[Stored items]
----

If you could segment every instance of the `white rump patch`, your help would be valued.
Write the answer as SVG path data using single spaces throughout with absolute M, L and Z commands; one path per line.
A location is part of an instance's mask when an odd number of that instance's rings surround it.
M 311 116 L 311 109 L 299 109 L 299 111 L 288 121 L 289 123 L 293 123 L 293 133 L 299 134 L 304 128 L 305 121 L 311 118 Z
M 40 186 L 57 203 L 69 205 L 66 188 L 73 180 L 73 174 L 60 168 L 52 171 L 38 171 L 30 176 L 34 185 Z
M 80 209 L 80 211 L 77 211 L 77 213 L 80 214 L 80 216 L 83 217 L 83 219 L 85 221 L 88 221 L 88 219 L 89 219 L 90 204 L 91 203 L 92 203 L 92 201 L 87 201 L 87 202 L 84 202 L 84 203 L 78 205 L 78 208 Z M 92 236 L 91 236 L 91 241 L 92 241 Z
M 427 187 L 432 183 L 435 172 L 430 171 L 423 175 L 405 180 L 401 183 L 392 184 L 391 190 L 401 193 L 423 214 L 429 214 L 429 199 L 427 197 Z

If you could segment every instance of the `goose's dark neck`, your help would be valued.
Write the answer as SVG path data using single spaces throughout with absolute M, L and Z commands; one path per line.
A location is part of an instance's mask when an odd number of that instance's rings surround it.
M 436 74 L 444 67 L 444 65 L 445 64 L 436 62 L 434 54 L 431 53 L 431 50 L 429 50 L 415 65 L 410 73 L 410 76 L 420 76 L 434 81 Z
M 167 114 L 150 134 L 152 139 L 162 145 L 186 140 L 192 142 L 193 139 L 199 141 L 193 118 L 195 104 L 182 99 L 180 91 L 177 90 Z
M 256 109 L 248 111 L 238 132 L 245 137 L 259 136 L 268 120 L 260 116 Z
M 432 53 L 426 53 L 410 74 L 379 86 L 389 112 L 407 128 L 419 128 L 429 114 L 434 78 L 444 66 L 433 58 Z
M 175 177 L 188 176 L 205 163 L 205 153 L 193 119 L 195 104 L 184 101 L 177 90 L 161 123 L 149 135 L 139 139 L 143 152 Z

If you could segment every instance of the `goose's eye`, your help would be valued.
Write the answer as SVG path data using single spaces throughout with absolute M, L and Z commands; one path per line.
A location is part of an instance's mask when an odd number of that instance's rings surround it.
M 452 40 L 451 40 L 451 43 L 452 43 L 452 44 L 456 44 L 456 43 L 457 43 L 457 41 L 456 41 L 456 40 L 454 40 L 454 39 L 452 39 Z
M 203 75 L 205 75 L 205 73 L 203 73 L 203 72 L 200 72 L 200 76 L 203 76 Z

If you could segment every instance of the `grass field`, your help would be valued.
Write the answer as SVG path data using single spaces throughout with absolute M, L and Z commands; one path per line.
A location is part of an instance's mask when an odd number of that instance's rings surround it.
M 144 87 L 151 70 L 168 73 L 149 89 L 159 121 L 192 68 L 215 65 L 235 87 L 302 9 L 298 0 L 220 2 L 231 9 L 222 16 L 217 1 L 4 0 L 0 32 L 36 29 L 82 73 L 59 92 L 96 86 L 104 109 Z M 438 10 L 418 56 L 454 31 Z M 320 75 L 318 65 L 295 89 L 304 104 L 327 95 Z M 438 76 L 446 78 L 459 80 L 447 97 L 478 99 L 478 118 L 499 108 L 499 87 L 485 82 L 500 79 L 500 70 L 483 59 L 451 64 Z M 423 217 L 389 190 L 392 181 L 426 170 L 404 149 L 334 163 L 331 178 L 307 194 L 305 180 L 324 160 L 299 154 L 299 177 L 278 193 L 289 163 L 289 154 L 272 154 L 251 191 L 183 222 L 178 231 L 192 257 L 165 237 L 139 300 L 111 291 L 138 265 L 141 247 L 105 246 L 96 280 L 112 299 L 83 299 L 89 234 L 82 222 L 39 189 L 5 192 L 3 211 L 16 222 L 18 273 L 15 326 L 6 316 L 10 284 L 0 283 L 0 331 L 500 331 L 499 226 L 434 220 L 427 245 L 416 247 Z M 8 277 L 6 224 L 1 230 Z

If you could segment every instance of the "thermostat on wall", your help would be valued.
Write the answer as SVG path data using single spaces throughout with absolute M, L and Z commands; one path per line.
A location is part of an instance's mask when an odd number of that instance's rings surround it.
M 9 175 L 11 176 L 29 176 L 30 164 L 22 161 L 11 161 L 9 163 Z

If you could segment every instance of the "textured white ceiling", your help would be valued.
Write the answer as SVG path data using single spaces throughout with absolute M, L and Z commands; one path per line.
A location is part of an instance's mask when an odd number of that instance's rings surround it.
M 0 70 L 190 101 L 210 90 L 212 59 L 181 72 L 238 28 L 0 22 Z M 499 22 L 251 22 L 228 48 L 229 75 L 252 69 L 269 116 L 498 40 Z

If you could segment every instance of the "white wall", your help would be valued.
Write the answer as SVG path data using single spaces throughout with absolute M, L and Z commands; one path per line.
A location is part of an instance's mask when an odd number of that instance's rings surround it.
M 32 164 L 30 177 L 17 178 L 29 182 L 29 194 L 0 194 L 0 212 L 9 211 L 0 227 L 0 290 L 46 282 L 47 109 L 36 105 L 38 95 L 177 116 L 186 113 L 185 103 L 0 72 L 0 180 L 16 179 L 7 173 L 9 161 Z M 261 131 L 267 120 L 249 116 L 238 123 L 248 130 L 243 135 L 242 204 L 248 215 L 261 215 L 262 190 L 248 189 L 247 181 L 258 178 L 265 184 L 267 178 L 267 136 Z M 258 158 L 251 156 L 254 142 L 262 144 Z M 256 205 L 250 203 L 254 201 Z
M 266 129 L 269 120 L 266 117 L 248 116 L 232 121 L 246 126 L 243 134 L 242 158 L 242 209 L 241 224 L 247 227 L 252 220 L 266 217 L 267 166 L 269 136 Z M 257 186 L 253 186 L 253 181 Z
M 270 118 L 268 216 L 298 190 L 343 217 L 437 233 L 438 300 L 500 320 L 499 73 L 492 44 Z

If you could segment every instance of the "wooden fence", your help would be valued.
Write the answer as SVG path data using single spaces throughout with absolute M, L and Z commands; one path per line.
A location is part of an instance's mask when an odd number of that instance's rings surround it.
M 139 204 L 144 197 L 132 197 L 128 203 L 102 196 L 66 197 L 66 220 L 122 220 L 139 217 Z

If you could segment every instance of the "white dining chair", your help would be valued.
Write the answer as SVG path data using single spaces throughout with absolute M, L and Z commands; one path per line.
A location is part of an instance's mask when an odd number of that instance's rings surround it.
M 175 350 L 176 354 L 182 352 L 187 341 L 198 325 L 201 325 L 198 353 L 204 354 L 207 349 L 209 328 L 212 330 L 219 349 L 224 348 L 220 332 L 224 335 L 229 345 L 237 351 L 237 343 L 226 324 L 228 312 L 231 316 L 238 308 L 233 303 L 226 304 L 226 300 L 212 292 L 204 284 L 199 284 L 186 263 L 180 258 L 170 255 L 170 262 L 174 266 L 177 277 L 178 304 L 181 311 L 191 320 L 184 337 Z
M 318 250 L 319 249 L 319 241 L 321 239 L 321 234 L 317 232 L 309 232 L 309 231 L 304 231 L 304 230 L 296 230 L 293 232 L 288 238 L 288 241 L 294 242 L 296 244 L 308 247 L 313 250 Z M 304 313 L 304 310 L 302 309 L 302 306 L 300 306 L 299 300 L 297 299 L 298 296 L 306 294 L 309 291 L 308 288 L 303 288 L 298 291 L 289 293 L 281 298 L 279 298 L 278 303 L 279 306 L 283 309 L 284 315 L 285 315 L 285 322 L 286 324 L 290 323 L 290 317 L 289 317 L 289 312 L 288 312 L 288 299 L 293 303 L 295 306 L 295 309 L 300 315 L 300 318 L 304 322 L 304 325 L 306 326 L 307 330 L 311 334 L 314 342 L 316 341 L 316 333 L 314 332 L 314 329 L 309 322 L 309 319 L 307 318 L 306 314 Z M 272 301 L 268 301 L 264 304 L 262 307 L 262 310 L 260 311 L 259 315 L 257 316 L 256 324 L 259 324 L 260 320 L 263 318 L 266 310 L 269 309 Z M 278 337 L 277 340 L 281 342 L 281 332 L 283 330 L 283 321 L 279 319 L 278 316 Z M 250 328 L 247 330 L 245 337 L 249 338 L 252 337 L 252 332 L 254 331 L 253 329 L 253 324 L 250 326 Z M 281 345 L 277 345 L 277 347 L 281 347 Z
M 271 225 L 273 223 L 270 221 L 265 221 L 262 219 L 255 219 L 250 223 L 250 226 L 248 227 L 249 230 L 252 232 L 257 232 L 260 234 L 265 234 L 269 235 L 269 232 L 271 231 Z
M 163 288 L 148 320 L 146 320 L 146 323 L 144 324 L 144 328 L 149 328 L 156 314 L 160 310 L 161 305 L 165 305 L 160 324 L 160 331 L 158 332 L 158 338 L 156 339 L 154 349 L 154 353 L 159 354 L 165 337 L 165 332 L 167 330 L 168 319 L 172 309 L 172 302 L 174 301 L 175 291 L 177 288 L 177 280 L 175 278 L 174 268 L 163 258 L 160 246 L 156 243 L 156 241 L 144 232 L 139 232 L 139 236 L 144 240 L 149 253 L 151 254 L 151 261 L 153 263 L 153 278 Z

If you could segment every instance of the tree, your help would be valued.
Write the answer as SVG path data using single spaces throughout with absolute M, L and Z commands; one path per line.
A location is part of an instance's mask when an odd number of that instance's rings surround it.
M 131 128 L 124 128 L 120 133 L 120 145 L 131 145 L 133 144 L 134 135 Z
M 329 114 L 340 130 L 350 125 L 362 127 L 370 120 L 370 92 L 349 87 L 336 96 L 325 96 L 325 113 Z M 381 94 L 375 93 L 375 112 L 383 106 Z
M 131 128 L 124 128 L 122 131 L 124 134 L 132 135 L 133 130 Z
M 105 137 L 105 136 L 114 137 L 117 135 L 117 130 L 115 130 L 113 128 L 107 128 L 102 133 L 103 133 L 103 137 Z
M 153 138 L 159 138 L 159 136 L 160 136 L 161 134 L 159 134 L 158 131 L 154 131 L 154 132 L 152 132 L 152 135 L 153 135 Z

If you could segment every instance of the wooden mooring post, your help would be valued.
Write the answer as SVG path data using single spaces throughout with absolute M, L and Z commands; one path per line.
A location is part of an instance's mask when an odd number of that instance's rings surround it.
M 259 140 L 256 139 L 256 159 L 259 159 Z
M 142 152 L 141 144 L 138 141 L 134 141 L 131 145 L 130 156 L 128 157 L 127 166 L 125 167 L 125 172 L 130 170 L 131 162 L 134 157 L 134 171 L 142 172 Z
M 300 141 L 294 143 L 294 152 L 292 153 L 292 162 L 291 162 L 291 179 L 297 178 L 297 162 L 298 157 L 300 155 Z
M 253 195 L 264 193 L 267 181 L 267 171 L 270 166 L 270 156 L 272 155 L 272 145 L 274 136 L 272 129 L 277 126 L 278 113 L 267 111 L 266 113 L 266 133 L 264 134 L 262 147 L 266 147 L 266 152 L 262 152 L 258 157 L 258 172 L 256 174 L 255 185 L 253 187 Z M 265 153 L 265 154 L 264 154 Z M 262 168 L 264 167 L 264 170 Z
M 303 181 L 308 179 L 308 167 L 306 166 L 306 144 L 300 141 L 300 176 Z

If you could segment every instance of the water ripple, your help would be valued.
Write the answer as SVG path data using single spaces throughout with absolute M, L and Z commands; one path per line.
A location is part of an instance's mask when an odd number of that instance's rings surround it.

----

WHAT THE EXERCISE ASKS: Look for the word "goose" in every line of the records. State how many lines contain it, and write only the number.

EXERCISE OUTPUT: 2